**TEXTO FORNECIDO:**
┏━━

Actual, e quem sabe se eternamente,
entronizado como um dos ídolos supremos do tabernáculo do jazz, custa
compreender como foi tão estranhada e desacreditada toda a década inicial da
trajectória de Thelonious Monk. Do grupo de subversivos que desde a alvorada
dos anos 40 se acoitava no marginal Minton’s Playhouse, (lá longe, na rua 118,
bem encastrado no Harlem) a conspirar jam sessions de um novo jazz – o bebop –
Monk foi aquele que sempre se pôs de lado. Só se sentava ao piano depois de
todos irem embora até que, já raiando o sol, o paciente Teddy Hill, dono da
casa, lhe suplicasse que queria ir dormir.

┗━━

**TAREFA ESCRITA 1:** No texto sobre Thelonious Monk, quem era o dono do Minton’s Playhouse?
**TAREFA ESCRITA 2:** Extraia do texto sobre Thelonious Monk o trecho que vai de "Actual, e quem" a "queria ir dormir.".
**TAREFA ESCRITA 3:** Escreva o que vem a seguir no texto sobre Thelonious Monk, a partir do ponto em que termina.

**DADOS GUARDADOS:**
┏━━

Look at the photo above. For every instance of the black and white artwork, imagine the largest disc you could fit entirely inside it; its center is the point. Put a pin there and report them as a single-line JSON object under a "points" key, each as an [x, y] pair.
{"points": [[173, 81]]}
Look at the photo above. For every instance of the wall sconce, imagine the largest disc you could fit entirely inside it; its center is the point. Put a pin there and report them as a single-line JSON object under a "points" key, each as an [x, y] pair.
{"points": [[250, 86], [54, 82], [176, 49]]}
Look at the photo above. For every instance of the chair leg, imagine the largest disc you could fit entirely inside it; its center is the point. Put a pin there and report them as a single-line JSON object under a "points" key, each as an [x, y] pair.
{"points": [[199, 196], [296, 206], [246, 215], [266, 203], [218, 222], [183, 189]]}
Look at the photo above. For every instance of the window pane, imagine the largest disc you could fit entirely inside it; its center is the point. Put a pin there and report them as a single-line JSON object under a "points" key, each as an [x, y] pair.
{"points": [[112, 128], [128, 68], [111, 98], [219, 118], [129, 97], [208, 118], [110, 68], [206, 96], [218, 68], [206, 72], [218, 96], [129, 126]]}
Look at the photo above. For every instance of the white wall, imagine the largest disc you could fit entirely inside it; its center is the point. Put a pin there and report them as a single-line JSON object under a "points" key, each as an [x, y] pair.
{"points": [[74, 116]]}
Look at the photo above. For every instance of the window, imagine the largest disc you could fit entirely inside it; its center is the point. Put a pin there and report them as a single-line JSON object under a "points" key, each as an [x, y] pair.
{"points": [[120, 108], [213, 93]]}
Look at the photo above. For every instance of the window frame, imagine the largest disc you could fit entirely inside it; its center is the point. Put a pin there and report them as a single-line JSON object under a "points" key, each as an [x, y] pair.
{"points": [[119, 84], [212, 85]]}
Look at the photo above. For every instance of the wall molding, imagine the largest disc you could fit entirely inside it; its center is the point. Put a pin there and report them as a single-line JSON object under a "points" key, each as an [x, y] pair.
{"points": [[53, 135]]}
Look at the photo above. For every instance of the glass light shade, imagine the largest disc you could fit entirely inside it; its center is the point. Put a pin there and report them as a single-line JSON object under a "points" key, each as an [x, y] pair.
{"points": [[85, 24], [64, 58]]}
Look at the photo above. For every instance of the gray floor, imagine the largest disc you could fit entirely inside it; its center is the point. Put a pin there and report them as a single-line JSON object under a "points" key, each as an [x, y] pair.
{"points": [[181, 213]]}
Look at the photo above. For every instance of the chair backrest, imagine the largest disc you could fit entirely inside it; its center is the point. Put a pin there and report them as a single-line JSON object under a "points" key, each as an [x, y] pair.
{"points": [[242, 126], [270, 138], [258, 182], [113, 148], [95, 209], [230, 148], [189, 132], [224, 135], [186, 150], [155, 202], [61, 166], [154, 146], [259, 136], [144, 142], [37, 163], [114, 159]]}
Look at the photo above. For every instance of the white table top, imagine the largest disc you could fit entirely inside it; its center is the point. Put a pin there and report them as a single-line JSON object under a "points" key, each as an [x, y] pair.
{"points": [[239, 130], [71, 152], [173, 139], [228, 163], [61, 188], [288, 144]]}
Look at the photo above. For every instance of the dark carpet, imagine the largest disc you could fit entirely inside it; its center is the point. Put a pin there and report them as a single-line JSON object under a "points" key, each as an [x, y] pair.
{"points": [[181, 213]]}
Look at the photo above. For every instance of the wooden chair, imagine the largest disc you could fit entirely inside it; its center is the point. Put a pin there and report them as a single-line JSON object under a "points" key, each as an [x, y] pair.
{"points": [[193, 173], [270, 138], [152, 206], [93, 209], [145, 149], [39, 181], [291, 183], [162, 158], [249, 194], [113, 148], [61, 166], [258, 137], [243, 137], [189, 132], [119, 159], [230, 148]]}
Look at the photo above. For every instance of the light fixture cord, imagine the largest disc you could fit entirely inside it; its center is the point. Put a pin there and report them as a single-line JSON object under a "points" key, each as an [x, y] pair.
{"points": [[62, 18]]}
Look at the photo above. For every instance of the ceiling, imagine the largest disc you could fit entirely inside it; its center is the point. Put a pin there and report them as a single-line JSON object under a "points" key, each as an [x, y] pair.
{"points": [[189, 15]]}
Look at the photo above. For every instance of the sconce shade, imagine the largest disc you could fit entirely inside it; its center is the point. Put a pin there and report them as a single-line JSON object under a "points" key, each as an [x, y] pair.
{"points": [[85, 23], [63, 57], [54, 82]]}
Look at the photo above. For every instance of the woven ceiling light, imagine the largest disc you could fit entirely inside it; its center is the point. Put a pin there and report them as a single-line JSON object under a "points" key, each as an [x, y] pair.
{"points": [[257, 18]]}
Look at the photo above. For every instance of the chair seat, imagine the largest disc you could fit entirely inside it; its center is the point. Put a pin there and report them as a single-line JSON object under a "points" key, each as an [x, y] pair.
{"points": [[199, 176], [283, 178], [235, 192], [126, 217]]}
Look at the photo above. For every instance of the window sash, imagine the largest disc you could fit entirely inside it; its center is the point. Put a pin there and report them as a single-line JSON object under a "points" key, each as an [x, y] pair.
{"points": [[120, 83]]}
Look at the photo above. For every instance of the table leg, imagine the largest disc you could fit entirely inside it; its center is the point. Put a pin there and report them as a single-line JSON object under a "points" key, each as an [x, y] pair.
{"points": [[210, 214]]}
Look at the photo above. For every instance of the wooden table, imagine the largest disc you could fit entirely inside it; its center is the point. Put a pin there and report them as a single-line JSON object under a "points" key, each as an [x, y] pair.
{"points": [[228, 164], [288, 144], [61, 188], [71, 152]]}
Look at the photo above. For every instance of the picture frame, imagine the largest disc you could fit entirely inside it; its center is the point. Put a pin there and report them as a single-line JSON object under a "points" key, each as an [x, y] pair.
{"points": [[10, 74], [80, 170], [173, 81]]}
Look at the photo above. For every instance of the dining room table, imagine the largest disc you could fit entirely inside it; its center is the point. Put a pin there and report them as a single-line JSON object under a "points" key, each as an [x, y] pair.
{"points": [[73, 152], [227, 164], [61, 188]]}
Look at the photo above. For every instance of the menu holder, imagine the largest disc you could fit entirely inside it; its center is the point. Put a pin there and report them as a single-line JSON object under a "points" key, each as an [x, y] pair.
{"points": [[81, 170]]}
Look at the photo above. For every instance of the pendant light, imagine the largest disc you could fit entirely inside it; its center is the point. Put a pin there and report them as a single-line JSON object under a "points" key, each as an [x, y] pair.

┗━━
┏━━

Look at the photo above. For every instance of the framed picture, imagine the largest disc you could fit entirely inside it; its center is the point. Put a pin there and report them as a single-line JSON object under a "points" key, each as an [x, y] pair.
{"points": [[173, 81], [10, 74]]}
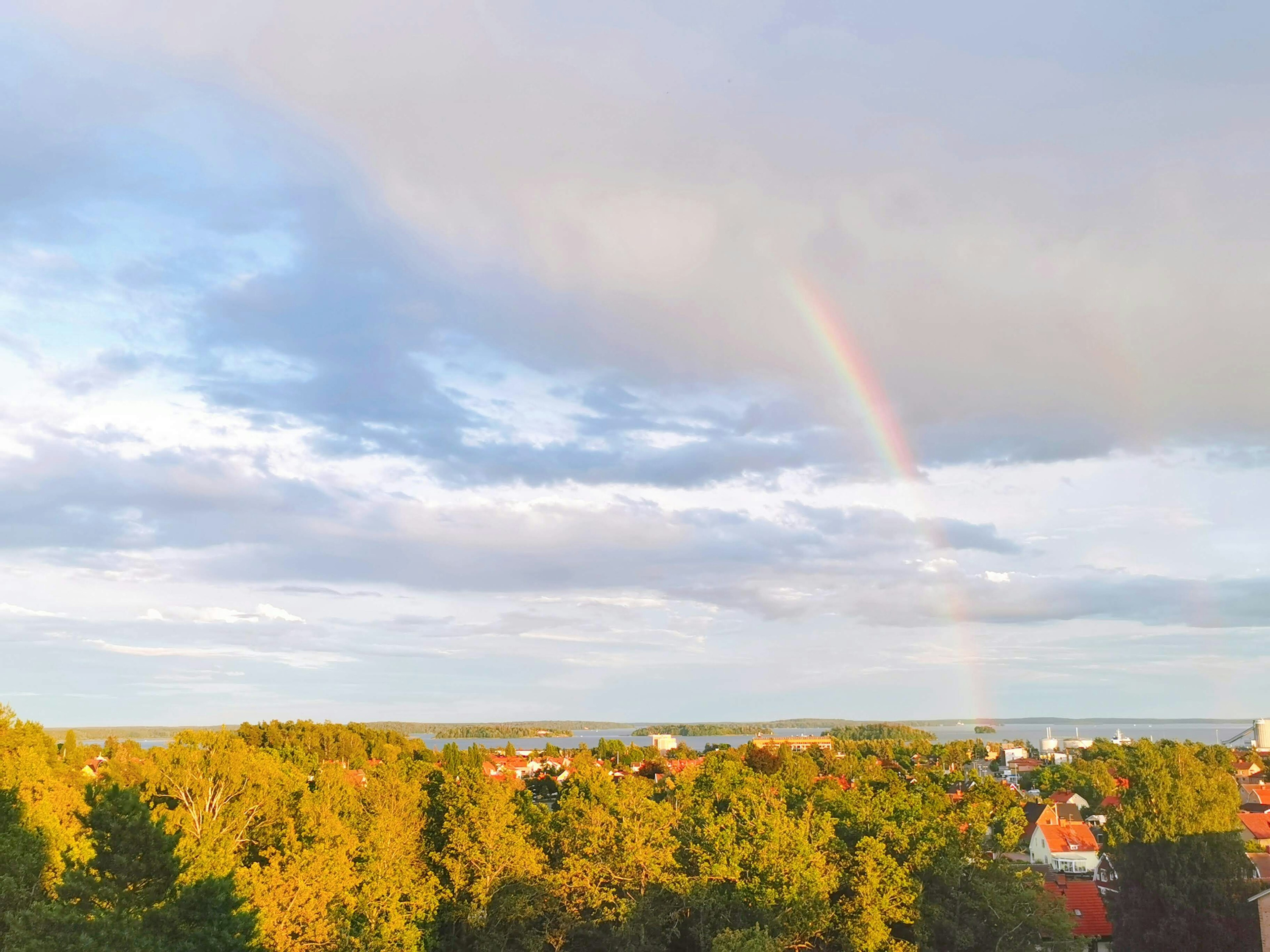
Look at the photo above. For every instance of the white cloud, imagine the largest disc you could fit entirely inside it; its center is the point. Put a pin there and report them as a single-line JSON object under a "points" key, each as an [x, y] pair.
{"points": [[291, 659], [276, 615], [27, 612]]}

┗━━

**RESULTADO DO EXERCÍCIO 1:** Teddy Hill.

**RESULTADO DO EXERCÍCIO 2:**
Actual, e quem sabe se eternamente,
entronizado como um dos ídolos supremos do tabernáculo do jazz, custa
compreender como foi tão estranhada e desacreditada toda a década inicial da
trajectória de Thelonious Monk. Do grupo de subversivos que desde a alvorada
dos anos 40 se acoitava no marginal Minton’s Playhouse, (lá longe, na rua 118,
bem encastrado no Harlem) a conspirar jam sessions de um novo jazz – o bebop –
Monk foi aquele que sempre se pôs de lado. Só se sentava ao piano depois de
todos irem embora até que, já raiando o sol, o paciente Teddy Hill, dono da
casa, lhe suplicasse que queria ir dormir.

**RESULTADO DO EXERCÍCIO 3:**
Fácil seria invectivar a suposta surdez
dos coevos, reputando Monk como um génio incompreendido. Incompreendidos seriam
então todos os beboppers, de modo que o busílis era efectivamente o pianista, a
sua presença taciturna e o solipsismo da sua música, capazes de o categorizar
como a mais misteriosa figura do jazz. “Misterioso” é, aliás, o apropriadíssimo
título de uma das composições de Monk que, tal como as restantes peças
concebidas pelo seu engenho, tem o condão de confundir os leigos, para quem
estas obras são tão fáceis de ouvir e trautear, face às complicações de
relojoeiro que nelas intrigam os seus intérpretes.
Demorou, por isso, Thelonious Monk a
convencer o jazz em particular e mundo em geral que “o intervalo de segunda
menor era um recurso e não num defeito” tal como sintetiza o crítico Gary
Giddins. Para esta dificuldade contribuiu o facto de as suas partituras serem
harmonicamente erráticas, às vezes aparentarem ter notas a menos ou fora de lugar,
de apresentarem estranhas quebras entre compassos ou uma progressão hesitante.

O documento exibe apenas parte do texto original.